▸ Exercise goal: What is needed here is an exact copy of every entry.

▬▬▬

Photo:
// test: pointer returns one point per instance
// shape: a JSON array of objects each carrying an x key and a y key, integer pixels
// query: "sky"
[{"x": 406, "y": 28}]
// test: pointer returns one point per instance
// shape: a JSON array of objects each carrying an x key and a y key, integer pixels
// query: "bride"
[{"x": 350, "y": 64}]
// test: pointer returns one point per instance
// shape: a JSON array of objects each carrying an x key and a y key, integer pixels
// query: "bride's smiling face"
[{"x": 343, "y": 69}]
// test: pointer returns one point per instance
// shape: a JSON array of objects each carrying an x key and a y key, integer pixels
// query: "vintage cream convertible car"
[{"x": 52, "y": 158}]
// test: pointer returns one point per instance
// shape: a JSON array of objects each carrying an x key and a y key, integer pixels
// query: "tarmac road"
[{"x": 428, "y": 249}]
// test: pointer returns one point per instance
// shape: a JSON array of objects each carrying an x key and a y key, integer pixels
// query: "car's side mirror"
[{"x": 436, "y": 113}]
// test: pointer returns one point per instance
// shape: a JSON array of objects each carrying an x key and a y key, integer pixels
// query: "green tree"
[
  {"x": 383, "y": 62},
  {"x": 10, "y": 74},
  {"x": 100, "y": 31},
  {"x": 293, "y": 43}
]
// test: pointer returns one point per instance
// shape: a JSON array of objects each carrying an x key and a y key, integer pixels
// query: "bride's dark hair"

▬▬▬

▸ Finished exercise:
Photo:
// test: pointer returns one point per instance
// shape: a JSON array of objects each carrying an x key and a y key, integer pixels
// query: "sky"
[{"x": 406, "y": 28}]
// test: pointer returns one point per instance
// shape: a JSON array of objects each carrying an x key and a y key, integer pixels
// query: "bride"
[{"x": 350, "y": 64}]
// test: pointer returns one point per instance
// shape: a JSON array of objects each carrying an x key and a y key, integer pixels
// query: "bride's smiling face"
[{"x": 343, "y": 69}]
// test: pointer returns one point per instance
// shape: a JSON array of objects each carrying an x key and a y key, integer pixels
// query: "vintage cream convertible car"
[{"x": 52, "y": 158}]
// test: pointer returns one point per instance
// shape: a JSON array of objects each carrying an x key and a y key, integer pixels
// query: "tarmac road"
[{"x": 428, "y": 249}]
// test: pointer returns one point per instance
// shape: a JSON array of objects each carrying an x key and a y key, integer pixels
// query: "car's side mirror"
[{"x": 436, "y": 113}]
// test: pointer returns one point per instance
// shape: a JSON array of objects each carrying an x key and a y key, integer pixels
// query: "green tree"
[
  {"x": 383, "y": 62},
  {"x": 10, "y": 74},
  {"x": 100, "y": 31},
  {"x": 293, "y": 43}
]
// test: pointer returns one point per instance
// shape: a JSON array of objects each carrying an x key and a y key, integer pixels
// query: "bride's dark hair"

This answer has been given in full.